以下の学長の年頭挨拶について、次の問いに答えよ。
1. この挨拶の日付はいつか。
2. 医学教育分野別評価を受審したのはいつか。
3. 受審に至るまでの期間はどれほどとされているか。
== 対象テキスト
平成30年1月4日
学長 塩田 浩平(しおた こうへい)

あけましておめでとうございます。
今年は、この地域では比較的穏やかな新年となりましたが、皆様が健康で希望に満ちた新しい年をお迎えになったことと存じます。本年が滋賀医科大学で働き学ぶ全ての皆様にとって幸せな1年となりますよう、願っています。
昨年1年間の教職員の皆様のご協力とご尽力にお礼申し上げ、併せて、滋賀医科大学にとって2018年が新しい飛躍の年になるよう、一致協力していただくことをお願いいたします。

教育面では、昨年11月に医学教育分野別評価を受審しました。ここに至る1年半ほどの間、タスクフォースの先生方をはじめ、ほとんど全ての教員と多くの職員の皆さんの献身的な協力によって評価を受審することができましたが、その過程で文字通りの教職協働が実現したことをうれしく思っています。この受審は、本学の医学教育を抜本的に見直し、新たな教育改革の第一歩を踏み出す契機になったという意味で大きな意義がありました。本学の医学教育を継続的に改善向上させるためにこれからも個々の教員が課題解決に取り組んでいただくよう、お願いいたします。
====
== データ抜粋
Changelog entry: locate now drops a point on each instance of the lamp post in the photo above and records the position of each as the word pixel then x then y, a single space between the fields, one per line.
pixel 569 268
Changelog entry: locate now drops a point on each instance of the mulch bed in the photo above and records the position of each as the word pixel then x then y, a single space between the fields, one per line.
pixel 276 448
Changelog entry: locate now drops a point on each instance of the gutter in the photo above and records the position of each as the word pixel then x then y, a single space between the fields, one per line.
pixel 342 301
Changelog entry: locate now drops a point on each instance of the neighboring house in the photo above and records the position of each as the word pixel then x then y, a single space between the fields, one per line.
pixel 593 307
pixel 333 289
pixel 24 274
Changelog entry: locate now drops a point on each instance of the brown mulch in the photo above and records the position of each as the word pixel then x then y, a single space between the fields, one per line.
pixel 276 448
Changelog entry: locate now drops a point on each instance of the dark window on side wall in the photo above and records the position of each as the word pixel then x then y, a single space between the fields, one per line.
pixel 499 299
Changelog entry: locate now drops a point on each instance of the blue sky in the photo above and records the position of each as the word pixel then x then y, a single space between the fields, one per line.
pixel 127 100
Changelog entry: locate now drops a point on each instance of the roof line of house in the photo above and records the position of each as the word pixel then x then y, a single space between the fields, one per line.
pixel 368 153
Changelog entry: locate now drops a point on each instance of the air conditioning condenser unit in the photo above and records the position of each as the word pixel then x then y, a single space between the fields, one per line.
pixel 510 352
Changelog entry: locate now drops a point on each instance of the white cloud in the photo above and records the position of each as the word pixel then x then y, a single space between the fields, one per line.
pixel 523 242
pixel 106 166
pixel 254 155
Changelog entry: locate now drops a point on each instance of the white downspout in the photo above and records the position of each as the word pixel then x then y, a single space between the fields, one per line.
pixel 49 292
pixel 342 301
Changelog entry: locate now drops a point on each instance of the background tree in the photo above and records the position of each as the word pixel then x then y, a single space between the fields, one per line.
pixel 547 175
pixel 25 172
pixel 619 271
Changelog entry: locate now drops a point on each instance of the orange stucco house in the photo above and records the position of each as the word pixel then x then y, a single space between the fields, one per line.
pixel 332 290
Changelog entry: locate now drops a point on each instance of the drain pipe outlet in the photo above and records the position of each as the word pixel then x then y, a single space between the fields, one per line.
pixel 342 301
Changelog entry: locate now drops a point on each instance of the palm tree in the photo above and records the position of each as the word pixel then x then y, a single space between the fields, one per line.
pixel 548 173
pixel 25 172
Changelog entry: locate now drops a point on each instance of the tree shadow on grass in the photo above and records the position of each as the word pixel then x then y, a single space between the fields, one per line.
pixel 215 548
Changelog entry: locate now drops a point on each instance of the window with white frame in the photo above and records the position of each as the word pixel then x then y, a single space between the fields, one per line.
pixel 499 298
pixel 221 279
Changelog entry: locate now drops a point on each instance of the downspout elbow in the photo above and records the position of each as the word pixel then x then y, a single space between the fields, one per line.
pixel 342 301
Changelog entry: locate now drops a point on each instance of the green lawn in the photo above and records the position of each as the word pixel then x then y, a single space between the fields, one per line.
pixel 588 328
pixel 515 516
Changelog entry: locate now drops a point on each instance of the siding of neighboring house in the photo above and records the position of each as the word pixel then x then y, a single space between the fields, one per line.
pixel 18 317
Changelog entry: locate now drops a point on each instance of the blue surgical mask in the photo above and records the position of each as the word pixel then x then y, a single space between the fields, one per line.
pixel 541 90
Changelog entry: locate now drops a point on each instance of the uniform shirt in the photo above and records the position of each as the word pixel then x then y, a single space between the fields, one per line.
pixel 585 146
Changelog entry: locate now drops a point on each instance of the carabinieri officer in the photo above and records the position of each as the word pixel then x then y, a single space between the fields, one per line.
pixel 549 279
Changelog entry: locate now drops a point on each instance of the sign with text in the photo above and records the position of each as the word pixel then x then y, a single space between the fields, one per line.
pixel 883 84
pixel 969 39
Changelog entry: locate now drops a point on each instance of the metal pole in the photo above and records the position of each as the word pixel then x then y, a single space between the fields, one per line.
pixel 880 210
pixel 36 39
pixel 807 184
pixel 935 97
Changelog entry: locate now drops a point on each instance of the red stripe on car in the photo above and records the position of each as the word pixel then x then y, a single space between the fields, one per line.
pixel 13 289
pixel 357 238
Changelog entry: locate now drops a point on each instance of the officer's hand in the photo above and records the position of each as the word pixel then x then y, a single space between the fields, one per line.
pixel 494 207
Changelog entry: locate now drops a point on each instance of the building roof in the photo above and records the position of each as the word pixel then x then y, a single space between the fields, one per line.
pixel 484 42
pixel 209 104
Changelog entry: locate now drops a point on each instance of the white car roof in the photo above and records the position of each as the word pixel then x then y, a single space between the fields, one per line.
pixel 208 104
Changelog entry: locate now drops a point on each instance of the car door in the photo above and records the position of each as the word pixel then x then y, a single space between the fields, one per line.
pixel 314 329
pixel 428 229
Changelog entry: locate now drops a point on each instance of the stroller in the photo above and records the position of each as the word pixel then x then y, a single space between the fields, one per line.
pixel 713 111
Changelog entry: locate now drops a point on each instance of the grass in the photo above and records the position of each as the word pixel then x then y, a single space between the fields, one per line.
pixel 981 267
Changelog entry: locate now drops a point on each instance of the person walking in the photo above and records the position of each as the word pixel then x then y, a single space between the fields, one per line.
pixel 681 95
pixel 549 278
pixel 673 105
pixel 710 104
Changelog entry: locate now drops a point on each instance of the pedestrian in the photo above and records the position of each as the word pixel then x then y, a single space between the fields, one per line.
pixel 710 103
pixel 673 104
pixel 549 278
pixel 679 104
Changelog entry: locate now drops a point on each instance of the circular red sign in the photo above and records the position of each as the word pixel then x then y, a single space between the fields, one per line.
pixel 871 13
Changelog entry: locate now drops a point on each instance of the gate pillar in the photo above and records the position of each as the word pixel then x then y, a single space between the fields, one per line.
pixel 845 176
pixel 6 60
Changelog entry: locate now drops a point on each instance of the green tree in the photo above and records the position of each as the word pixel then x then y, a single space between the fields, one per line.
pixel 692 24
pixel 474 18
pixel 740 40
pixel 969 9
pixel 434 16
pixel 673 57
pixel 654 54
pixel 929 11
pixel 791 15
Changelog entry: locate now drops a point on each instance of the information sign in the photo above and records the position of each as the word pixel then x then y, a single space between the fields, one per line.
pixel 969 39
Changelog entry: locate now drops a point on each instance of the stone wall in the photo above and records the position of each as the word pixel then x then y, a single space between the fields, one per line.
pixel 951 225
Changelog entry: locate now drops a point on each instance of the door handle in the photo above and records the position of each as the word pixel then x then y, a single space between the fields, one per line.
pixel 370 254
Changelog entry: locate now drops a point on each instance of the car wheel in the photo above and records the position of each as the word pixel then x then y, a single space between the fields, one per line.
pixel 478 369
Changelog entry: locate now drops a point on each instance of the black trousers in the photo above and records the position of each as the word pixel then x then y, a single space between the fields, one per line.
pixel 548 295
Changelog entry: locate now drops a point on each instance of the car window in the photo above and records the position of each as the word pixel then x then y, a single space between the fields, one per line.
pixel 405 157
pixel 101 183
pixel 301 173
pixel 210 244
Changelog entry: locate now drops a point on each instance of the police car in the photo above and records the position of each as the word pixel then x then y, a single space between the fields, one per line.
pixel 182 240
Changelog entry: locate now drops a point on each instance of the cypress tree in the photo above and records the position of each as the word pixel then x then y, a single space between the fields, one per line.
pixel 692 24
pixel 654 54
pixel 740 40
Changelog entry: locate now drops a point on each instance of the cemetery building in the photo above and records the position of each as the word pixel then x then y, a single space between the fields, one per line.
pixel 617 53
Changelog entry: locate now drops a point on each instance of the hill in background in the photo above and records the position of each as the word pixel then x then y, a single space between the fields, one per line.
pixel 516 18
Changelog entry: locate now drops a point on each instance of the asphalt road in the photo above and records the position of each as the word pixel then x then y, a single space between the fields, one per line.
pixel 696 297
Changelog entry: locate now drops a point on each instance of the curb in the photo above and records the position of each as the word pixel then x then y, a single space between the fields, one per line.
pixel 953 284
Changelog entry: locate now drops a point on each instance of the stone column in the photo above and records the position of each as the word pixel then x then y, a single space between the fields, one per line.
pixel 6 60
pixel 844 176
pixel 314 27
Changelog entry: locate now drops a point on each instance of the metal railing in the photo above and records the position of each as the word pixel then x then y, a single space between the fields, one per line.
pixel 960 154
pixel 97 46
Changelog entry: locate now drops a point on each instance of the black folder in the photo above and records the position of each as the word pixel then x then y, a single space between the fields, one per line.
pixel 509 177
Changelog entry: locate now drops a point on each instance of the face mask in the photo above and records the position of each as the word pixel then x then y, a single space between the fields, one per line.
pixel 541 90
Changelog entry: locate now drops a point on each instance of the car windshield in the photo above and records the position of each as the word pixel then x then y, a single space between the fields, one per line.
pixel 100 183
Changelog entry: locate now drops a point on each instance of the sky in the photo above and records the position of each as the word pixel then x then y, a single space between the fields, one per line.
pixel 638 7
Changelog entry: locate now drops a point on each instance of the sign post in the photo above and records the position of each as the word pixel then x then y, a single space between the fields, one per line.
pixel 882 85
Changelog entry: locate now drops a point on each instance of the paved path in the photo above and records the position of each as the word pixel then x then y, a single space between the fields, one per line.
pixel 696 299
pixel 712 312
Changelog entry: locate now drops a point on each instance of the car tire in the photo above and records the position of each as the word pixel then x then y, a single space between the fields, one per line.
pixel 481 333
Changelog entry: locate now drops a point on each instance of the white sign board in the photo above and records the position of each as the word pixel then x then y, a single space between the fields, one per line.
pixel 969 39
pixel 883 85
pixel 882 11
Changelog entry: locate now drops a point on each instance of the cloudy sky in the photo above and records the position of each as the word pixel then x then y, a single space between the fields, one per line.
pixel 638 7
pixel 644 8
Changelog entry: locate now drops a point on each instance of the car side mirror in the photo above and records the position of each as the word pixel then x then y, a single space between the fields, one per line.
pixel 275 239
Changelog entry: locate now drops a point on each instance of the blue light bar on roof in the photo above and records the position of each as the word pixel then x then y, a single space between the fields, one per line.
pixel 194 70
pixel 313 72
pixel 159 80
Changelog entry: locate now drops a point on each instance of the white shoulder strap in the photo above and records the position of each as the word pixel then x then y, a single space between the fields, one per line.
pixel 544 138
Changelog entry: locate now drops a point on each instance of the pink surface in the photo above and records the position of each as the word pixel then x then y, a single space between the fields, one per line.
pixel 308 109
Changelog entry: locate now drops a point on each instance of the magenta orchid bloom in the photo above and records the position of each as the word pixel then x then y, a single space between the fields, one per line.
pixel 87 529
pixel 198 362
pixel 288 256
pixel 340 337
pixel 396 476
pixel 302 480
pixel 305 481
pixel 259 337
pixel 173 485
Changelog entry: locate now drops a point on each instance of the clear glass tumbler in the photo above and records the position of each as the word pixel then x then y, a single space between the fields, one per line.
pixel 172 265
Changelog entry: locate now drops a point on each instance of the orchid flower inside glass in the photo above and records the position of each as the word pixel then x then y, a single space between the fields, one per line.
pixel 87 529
====
**解答**
1. 平成30年1月4日
2. 昨年11月
3. 1年半ほど